*** Provided entries Section Begins ***
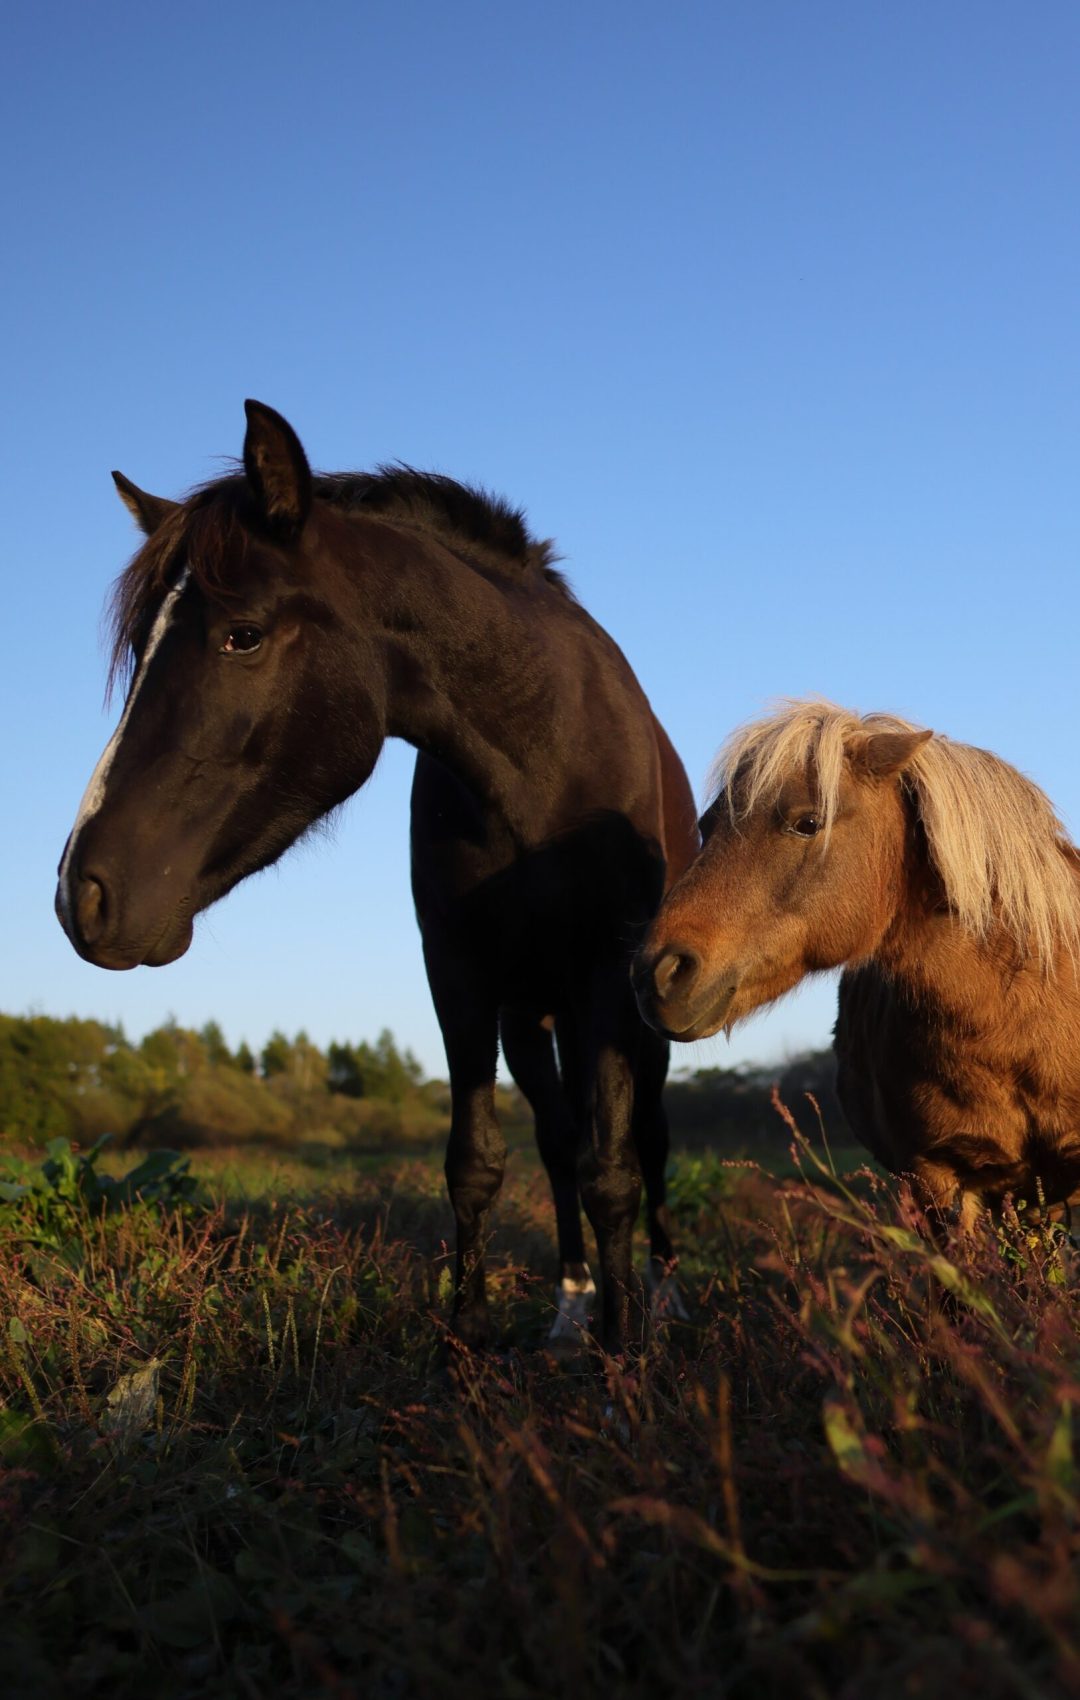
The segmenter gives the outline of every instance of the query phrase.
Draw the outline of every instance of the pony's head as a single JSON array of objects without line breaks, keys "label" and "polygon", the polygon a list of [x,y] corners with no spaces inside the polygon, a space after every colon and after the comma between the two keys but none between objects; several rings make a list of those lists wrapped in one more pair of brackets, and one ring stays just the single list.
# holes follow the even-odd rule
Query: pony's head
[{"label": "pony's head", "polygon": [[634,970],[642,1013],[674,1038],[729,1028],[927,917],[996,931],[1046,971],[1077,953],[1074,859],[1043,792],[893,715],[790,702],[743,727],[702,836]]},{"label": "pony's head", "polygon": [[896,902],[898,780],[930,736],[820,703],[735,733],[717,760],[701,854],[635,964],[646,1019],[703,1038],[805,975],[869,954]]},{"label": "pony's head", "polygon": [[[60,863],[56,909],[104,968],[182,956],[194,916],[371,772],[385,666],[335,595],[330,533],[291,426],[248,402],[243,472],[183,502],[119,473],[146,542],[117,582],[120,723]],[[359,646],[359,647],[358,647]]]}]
*** Provided entries Section Ends ***
_Try it_
Pictures aside, reproduce every record exactly as it stands.

_Solution for this exercise_
The segmenter gives the outline of every instance of the query phrase.
Draw the outline of every instance of the pony's head as a single JSON array of objects without line breaks, keys "label" and "polygon", the polygon a list of [x,y] corners with no spaces inside the polygon, a space after every colon and after the comma between the two keys but none between objects; several rings make a list of those lists wrapped in one more pair of brackets, and one ring stays just the single list.
# holes follow the even-odd rule
Query: pony's head
[{"label": "pony's head", "polygon": [[634,970],[642,1013],[674,1038],[729,1028],[927,917],[996,931],[1046,971],[1077,953],[1074,859],[1043,792],[893,715],[790,702],[743,727],[702,836]]},{"label": "pony's head", "polygon": [[896,902],[898,780],[930,736],[820,703],[735,733],[717,760],[701,854],[635,964],[646,1019],[703,1038],[805,975],[869,954]]},{"label": "pony's head", "polygon": [[[60,863],[56,909],[104,968],[182,956],[194,916],[371,772],[385,666],[335,595],[330,533],[291,426],[248,402],[243,472],[183,502],[119,473],[146,542],[117,582],[120,723]],[[359,646],[359,647],[358,647]]]}]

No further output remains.